Did I miss anything important?

dabrahams Mar 26, 2025
Maintainer Author

I am also unsure about the category of "views" which might return rvalues whose lifetime is dependent on lifetime of collection like zip (for (&E1, &E2)) or split (for Slice<Collection>).

There are two ways you might want to zip, consuming or non-consuming. I assume since you are talking about a lifetime dependency, you mean the non-consuming kind. Until we get remote parts, I'm not sure we can represent the elements of the result cleanly, but maybe we can build RemotePair<T, U> using unsafe tools. Regardless, I think it would look something like this:

extension Collection {
  subscript zip<Other: Collection>(_ other: Other): ZipCollection<Self, Other>
}

Should these views also be considered as lazy collections?

I'm not sure we know what “lazy collection” means exactly, so I'm not sure what difference the answer makes.

Are these YAGNI?

I don't think so. I think they are essential tools in algorithm composition.

I am also curious of your reasoning behind not considering these views for mutation.

For views like zip it could make sense. For something like split, unless I'm missing something, mutating one of the elements by assignment (which is a slice) would imply restructuring the collection out of which the result was projected (because you could replace any slice with a slice of a different length). I don't know how to make that work, considering that it would require adjusting the positions of all of the elements of the projected result, and restructuring the underlying collection could invalidate all positions.

Listed records:
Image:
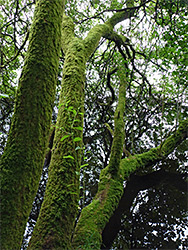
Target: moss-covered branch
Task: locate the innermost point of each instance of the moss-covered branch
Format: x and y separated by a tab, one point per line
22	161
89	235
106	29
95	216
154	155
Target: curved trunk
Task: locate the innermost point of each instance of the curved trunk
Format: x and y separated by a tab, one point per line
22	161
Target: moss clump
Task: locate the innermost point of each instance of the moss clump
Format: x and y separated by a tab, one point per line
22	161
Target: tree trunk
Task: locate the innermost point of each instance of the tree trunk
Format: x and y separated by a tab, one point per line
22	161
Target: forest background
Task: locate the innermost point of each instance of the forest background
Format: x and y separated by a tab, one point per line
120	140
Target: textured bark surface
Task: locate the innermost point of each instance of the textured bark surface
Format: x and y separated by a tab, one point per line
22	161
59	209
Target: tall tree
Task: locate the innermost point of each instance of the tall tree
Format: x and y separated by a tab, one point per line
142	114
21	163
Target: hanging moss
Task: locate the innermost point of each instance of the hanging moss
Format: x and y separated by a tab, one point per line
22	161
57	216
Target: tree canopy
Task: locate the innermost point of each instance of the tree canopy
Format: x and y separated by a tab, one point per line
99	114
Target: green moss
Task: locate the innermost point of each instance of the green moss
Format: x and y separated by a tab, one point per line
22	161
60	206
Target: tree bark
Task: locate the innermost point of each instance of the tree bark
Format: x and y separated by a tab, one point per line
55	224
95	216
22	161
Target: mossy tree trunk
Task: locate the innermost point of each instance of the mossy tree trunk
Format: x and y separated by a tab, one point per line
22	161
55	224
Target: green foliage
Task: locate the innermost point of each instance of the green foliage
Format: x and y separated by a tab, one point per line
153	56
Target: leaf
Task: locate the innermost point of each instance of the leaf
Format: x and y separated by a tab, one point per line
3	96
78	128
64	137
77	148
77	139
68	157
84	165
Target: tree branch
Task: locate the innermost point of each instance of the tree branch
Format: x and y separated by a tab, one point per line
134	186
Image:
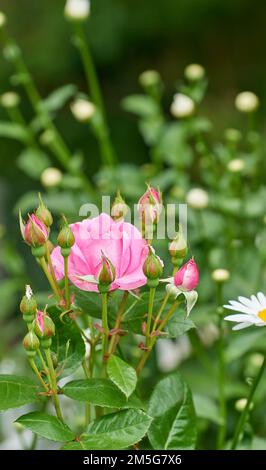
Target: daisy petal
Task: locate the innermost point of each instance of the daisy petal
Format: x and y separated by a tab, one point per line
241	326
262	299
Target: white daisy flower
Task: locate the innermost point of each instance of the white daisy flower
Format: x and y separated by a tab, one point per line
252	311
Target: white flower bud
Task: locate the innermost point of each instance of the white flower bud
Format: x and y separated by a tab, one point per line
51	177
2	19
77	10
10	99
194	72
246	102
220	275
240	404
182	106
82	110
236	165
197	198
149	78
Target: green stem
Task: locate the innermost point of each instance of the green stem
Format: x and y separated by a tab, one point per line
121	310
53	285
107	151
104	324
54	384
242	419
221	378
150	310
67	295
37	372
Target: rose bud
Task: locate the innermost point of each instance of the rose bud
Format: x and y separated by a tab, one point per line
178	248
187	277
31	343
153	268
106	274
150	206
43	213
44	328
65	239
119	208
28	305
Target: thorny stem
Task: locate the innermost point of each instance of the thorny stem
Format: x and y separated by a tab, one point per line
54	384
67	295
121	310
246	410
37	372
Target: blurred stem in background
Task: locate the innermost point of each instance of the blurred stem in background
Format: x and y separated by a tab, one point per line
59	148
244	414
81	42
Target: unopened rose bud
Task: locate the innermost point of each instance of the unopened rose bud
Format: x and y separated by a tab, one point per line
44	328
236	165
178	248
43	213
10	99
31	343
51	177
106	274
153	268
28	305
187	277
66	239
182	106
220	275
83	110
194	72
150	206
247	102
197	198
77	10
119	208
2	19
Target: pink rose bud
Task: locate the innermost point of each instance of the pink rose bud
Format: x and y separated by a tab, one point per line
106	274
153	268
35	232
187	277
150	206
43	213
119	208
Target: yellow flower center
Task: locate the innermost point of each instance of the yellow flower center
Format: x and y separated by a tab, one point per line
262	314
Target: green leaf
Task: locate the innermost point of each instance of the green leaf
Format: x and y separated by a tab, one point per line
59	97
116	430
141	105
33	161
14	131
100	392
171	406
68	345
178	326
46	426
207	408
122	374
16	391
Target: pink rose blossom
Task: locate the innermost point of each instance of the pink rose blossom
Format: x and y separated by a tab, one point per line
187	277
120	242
---
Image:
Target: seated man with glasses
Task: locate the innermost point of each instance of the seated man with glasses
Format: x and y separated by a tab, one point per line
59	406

Instruction: Reproduce the forum reply on collection views like zip and split word for word, from its first line to its last.

Solution to this task:
Did I miss anything important?

dabrahams Mar 26, 2025
Maintainer Author

I am also unsure about the category of "views" which might return rvalues whose lifetime is dependent on lifetime of collection like zip (for (&E1, &E2)) or split (for Slice<Collection>).

There are two ways you might want to zip, consuming or non-consuming. I assume since you are talking about a lifetime dependency, you mean the non-consuming kind. Until we get remote parts, I'm not sure we can represent the elements of the result cleanly, but maybe we can build RemotePair<T, U> using unsafe tools. Regardless, I think it would look something like this:

extension Collection {
  subscript zip<Other: Collection>(_ other: Other): ZipCollection<Self, Other>
}

Should these views also be considered as lazy collections?

I'm not sure we know what “lazy collection” means exactly, so I'm not sure what difference the answer makes.

Are these YAGNI?

I don't think so. I think they are essential tools in algorithm composition.

I am also curious of your reasoning behind not considering these views for mutation.

For views like zip it could make sense. For something like split, unless I'm missing something, mutating one of the elements by assignment (which is a slice) would imply restructuring the collection out of which the result was projected (because you could replace any slice with a slice of a different length). I don't know how to make that work, considering that it would require adjusting the positions of all of the elements of the projected result, and restructuring the underlying collection could invalidate all positions.